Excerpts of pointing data
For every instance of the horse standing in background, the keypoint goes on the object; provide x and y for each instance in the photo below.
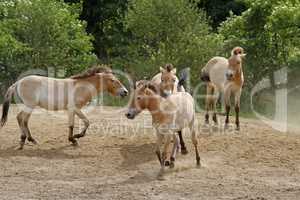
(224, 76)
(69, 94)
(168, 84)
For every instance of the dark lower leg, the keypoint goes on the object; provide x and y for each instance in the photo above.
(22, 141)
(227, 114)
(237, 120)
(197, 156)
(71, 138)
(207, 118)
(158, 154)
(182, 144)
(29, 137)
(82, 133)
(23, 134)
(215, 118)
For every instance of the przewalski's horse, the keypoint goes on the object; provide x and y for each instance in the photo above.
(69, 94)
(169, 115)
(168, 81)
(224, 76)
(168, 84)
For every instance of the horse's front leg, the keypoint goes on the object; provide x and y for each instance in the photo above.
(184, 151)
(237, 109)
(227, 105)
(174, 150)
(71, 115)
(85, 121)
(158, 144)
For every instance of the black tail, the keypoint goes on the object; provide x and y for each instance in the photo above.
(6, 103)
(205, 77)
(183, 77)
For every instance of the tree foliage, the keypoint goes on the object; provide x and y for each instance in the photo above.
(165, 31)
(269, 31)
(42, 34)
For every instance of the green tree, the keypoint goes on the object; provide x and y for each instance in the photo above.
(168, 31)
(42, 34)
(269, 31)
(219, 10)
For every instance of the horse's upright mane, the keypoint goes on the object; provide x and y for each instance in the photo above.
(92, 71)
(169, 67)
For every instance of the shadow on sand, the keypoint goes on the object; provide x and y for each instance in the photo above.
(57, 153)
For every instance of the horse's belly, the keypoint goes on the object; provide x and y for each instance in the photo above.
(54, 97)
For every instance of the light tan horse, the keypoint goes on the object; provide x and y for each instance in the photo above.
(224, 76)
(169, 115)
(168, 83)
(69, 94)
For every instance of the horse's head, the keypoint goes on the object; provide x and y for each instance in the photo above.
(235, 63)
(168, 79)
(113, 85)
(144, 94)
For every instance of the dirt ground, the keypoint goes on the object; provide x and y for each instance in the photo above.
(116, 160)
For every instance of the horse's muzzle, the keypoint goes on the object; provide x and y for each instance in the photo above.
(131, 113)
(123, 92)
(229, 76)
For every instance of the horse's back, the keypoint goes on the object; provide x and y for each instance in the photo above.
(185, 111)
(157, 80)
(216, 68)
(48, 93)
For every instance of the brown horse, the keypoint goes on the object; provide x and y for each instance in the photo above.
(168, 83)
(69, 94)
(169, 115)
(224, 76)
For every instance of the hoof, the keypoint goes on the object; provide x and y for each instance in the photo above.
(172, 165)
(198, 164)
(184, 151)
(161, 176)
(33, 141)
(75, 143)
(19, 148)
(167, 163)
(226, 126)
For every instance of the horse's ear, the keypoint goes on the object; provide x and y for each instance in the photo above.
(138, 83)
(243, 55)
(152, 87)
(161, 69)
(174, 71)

==

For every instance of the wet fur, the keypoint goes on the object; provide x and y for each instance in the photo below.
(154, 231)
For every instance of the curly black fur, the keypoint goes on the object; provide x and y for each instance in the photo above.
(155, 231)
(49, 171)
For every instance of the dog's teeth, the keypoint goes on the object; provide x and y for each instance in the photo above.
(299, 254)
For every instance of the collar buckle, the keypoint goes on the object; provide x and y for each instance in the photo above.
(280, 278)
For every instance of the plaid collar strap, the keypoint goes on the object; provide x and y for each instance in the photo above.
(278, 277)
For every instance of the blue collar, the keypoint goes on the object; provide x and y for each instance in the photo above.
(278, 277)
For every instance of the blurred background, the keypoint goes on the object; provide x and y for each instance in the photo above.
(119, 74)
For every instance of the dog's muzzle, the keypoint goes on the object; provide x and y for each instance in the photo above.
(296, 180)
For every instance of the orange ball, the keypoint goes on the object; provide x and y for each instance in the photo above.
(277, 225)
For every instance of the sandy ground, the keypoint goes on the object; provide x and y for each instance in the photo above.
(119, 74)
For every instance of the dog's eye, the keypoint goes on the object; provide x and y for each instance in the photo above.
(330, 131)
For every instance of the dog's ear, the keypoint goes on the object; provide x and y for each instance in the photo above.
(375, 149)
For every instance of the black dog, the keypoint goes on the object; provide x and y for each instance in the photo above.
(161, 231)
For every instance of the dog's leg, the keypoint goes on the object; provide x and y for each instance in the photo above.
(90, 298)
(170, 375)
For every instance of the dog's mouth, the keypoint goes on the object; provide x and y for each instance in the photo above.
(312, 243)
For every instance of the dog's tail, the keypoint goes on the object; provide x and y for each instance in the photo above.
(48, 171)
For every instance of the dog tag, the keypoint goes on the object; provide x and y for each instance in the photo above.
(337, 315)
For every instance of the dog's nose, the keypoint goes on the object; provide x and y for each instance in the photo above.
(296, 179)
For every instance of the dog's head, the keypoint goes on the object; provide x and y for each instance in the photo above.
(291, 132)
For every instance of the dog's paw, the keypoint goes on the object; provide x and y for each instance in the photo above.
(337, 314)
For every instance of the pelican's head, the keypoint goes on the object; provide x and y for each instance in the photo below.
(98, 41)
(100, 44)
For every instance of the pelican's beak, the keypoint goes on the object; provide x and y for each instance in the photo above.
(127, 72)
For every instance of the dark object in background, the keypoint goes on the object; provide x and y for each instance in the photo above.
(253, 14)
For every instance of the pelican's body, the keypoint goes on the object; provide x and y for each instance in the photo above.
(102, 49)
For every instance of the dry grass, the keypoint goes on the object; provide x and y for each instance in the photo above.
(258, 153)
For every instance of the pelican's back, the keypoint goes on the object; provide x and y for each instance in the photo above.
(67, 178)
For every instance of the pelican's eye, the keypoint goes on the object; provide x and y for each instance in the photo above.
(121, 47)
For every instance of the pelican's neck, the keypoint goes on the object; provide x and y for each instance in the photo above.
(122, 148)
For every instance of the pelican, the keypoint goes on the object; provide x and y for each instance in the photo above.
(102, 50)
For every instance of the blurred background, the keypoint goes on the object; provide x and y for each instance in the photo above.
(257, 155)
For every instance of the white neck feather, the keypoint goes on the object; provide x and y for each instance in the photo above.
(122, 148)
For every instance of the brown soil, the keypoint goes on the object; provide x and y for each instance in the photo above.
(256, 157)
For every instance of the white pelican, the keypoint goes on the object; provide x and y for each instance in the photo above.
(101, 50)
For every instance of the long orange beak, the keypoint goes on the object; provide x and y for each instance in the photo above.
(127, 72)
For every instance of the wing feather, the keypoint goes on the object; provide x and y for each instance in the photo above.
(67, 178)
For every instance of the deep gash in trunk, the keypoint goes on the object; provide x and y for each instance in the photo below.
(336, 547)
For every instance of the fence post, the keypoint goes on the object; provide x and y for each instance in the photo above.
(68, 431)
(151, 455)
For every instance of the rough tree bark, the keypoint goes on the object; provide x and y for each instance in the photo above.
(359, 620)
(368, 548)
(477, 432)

==

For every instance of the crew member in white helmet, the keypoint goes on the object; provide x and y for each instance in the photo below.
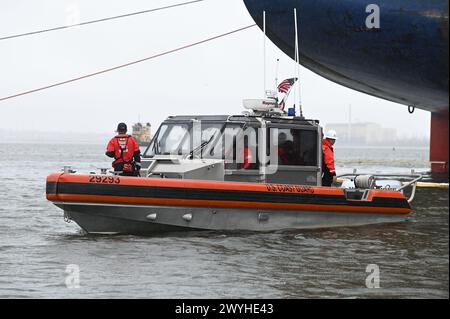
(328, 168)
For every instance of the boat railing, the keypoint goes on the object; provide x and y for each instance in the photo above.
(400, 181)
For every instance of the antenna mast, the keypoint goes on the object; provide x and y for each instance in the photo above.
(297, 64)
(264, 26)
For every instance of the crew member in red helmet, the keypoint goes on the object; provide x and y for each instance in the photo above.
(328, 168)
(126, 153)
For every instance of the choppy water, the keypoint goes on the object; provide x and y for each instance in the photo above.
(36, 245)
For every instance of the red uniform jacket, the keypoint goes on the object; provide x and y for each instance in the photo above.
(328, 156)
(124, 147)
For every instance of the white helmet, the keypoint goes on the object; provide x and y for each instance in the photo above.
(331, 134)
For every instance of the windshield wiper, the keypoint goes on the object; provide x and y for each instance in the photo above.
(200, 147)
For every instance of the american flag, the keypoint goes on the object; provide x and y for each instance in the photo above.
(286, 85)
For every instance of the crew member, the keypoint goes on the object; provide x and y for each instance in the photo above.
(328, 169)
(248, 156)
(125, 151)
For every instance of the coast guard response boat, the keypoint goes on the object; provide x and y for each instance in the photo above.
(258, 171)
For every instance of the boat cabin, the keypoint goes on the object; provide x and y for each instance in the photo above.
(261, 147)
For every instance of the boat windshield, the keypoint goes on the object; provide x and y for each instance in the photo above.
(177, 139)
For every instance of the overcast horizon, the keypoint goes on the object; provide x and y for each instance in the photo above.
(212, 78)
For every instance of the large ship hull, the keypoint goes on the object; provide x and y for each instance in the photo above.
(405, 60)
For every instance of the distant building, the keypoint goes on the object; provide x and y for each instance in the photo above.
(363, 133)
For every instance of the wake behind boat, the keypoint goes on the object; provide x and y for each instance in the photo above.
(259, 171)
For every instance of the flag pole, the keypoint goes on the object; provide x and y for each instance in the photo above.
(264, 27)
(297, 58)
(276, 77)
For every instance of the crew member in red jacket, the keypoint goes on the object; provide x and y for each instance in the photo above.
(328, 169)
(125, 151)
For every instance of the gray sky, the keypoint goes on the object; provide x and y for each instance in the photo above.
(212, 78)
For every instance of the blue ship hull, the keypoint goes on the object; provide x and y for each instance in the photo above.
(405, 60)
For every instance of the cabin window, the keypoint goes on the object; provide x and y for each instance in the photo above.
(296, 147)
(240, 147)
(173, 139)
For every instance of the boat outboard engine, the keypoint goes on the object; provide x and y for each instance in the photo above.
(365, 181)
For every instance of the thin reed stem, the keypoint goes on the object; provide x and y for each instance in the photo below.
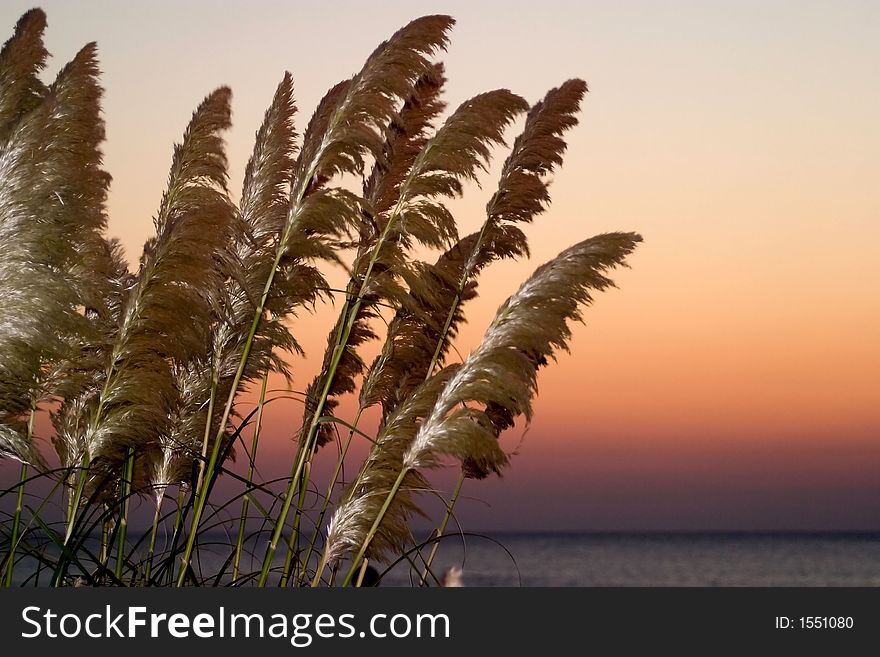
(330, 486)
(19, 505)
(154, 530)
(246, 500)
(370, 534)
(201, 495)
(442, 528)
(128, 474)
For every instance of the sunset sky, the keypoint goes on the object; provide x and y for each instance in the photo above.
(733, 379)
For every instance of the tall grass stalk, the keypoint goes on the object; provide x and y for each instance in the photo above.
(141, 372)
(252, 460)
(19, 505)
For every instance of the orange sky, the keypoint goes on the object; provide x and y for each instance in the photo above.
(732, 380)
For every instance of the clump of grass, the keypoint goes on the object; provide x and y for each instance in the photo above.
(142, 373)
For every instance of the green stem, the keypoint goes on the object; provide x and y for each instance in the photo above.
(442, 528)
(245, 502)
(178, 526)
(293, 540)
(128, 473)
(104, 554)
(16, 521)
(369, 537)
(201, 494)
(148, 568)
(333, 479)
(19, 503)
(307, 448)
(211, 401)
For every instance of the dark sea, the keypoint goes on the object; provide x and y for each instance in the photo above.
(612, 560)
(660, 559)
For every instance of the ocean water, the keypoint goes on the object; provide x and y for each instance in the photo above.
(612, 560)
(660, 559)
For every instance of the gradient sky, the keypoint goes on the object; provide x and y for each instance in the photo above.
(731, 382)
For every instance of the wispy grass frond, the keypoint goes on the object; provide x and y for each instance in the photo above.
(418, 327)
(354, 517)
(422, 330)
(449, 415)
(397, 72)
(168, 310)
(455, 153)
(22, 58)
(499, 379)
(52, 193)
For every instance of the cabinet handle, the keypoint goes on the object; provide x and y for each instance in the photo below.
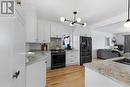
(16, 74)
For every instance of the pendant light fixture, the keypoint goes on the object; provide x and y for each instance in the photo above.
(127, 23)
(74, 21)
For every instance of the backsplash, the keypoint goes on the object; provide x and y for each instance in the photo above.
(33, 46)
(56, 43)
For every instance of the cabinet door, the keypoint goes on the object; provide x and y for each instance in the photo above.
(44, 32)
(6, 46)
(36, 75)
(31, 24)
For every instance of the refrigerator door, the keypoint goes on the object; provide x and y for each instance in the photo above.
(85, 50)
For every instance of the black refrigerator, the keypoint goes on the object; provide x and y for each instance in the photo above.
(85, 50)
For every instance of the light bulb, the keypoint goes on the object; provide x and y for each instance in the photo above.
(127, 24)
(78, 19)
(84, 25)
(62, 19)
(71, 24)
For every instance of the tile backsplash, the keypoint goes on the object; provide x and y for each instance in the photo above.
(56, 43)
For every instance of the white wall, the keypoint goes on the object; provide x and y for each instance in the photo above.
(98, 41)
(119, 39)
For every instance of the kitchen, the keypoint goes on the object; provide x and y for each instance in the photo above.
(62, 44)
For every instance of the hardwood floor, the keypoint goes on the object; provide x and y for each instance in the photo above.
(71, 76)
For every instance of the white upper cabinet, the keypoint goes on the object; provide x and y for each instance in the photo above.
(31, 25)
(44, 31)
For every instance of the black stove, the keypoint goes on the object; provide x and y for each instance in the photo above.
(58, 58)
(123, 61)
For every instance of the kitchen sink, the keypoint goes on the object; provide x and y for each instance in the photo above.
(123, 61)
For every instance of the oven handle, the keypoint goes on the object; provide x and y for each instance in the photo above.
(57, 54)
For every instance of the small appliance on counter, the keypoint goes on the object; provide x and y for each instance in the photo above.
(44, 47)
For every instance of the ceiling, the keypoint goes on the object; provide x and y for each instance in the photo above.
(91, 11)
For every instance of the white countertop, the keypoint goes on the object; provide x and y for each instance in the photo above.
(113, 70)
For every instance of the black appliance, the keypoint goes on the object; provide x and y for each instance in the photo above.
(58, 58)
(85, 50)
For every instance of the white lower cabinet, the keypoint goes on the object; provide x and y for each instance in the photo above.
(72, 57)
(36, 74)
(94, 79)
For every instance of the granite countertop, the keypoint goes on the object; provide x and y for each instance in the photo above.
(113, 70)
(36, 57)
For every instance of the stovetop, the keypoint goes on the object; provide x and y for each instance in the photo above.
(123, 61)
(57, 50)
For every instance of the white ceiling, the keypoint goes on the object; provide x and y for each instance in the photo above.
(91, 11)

## Written problem
Pick out every line in the data above that contains the word "handle", and copy each one.

## Expected output
For every instance of the cabinet handle, the keypoint goes on the object; provide x and y for each instance in the photo below.
For every instance of the oven handle, the keypoint goes on the object; provide x and y for each instance in the photo above.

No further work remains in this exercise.